The task ->
Which lines in the data below contain the string "Target", with matching capitalization? Locate each one and copy it out in full.

• • • • • • •

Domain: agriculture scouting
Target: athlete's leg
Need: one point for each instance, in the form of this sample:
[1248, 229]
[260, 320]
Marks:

• • • • • • •

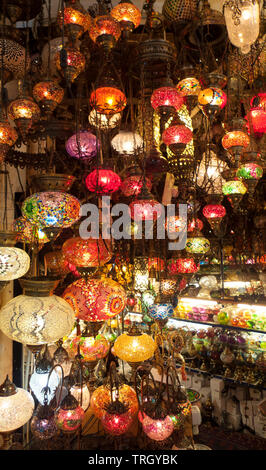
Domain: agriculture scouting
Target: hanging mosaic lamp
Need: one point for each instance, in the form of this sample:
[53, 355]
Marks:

• • • • • • •

Solution to this exercise ->
Target: athlete's leg
Target: hanging mosaic lamp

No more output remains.